## [Provided information]
────────────────────
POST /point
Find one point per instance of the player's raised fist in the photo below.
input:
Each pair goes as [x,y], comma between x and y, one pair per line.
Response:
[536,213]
────────────────────
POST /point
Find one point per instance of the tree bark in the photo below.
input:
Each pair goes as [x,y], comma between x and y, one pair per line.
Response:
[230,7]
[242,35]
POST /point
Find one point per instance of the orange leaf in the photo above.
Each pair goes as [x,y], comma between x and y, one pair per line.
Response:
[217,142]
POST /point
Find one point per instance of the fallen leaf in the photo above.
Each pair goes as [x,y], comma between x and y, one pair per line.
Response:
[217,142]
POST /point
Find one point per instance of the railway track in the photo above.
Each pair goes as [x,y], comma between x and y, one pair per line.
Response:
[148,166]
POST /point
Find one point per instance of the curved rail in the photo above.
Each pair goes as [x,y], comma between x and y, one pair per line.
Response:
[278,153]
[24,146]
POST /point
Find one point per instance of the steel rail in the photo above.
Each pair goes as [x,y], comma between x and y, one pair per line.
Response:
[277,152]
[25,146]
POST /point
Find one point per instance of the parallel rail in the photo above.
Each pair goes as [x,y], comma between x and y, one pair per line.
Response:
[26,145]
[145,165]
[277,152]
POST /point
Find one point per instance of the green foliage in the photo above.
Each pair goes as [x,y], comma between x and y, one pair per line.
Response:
────────────────────
## [Work to be completed]
Report how many lines of the preceding material contain the string "above", matching case exactly. Give only the number.

## [Result]
7